Exercise instructions: Where does the string "shrub" occur in the records? Copy each line that holds it.

Records supplied:
● ● ●

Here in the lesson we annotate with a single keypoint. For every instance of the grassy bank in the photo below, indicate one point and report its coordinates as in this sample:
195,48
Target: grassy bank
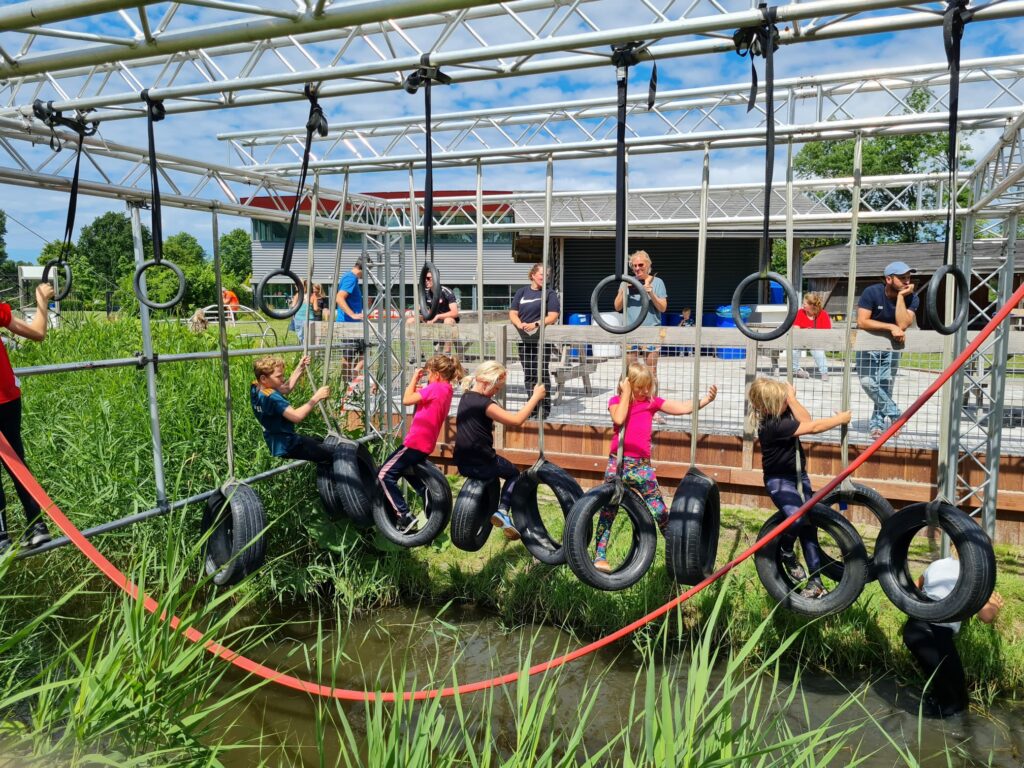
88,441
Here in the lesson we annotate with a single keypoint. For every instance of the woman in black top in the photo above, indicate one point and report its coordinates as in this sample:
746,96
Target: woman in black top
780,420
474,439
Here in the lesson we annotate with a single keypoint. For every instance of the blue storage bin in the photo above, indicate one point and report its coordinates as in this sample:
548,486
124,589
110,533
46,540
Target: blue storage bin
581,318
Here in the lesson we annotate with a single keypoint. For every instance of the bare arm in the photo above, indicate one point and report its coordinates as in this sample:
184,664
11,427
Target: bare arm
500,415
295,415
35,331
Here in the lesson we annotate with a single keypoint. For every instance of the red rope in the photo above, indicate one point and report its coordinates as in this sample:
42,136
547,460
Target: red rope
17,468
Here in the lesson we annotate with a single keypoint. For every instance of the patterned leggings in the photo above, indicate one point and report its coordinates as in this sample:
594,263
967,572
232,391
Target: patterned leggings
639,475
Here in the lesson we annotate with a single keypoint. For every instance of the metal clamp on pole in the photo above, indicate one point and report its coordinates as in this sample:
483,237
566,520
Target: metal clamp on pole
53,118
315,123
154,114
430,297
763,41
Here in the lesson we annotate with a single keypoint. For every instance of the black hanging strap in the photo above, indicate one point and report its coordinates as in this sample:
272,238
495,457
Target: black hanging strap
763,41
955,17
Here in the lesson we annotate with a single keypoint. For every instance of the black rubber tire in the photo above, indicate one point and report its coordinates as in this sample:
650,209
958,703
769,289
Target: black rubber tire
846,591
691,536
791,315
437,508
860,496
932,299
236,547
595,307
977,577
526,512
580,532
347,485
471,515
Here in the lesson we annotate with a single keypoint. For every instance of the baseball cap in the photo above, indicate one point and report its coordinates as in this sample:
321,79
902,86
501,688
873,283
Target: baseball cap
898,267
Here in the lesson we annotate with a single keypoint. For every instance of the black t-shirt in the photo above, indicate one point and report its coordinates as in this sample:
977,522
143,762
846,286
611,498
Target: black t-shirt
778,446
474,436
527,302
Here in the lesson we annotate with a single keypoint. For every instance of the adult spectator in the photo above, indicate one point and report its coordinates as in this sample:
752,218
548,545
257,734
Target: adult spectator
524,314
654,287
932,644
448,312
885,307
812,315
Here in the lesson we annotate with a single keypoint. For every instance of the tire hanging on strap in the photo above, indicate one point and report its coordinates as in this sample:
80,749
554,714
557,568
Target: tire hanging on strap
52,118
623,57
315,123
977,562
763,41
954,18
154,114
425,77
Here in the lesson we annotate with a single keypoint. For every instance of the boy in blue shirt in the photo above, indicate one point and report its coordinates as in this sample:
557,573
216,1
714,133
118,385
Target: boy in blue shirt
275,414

● ● ●

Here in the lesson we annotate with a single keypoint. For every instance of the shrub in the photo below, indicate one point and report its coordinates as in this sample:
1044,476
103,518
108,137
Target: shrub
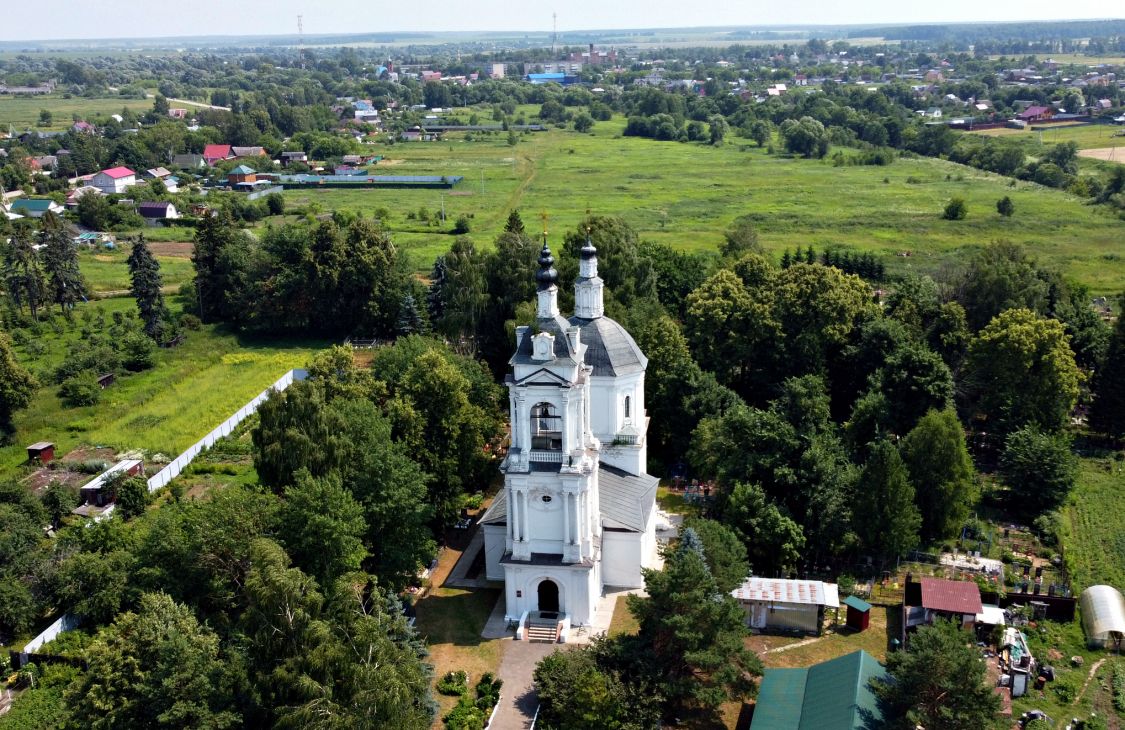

● ● ●

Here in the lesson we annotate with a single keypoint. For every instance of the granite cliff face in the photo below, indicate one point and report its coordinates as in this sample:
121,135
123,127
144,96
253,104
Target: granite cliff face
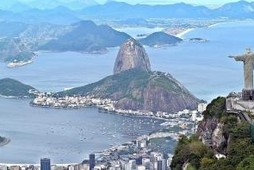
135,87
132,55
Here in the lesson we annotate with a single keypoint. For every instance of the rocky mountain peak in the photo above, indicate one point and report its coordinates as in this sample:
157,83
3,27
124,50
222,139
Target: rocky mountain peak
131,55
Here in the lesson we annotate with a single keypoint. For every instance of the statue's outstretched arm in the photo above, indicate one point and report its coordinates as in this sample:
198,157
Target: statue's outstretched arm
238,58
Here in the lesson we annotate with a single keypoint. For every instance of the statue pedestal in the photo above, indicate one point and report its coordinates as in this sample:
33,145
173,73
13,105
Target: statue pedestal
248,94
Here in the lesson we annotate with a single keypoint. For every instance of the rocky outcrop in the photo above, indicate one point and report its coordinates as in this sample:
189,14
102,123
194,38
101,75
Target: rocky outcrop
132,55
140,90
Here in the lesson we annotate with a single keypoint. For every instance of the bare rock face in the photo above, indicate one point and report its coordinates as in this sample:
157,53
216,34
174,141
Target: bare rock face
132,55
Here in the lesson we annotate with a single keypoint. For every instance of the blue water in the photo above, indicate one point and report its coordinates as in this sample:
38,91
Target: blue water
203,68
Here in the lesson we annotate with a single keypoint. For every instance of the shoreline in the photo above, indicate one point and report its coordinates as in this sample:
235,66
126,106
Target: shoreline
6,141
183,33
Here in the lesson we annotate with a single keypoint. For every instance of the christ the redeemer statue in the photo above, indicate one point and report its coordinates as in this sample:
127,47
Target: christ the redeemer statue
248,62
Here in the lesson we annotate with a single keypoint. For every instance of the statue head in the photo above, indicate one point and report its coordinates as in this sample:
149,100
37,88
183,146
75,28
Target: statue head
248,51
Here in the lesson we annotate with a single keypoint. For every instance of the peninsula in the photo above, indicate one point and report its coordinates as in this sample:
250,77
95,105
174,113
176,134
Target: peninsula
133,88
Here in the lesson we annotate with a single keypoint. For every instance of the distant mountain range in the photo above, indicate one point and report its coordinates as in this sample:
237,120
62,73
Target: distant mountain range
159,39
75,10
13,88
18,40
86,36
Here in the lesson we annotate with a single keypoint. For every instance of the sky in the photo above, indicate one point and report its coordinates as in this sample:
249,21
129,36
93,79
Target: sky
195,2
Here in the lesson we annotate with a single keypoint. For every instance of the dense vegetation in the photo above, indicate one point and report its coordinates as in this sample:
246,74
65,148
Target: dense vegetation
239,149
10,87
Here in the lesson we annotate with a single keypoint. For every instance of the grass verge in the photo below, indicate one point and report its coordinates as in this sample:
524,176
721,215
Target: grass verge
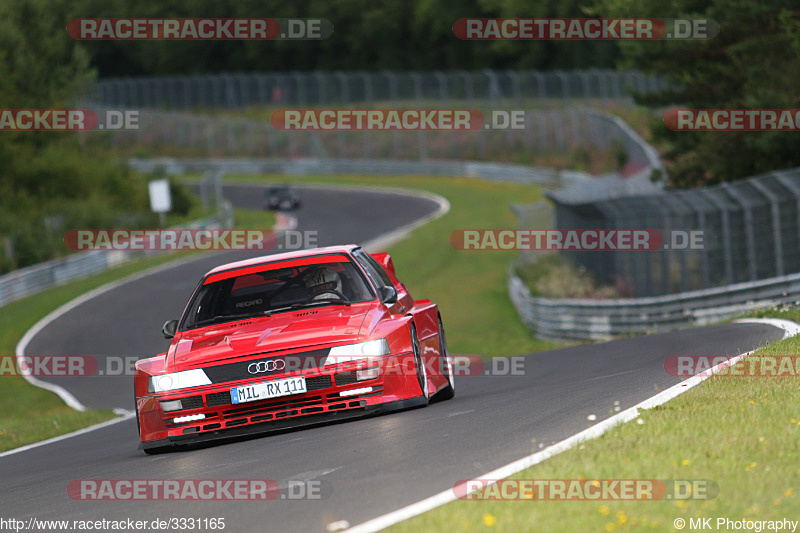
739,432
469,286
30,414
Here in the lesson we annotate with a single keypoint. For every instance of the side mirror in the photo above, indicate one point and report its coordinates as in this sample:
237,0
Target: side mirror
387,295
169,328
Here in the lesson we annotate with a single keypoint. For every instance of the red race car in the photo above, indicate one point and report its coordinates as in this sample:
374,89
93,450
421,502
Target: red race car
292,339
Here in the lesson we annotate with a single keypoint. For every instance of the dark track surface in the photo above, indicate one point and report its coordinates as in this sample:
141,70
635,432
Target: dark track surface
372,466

● ● ●

Problem solution:
Here in the lesson we annotate with a single keypoint. For every instance of the shrub in the photo below, indicate one point and report its coordinates as in this sample:
Target: shrub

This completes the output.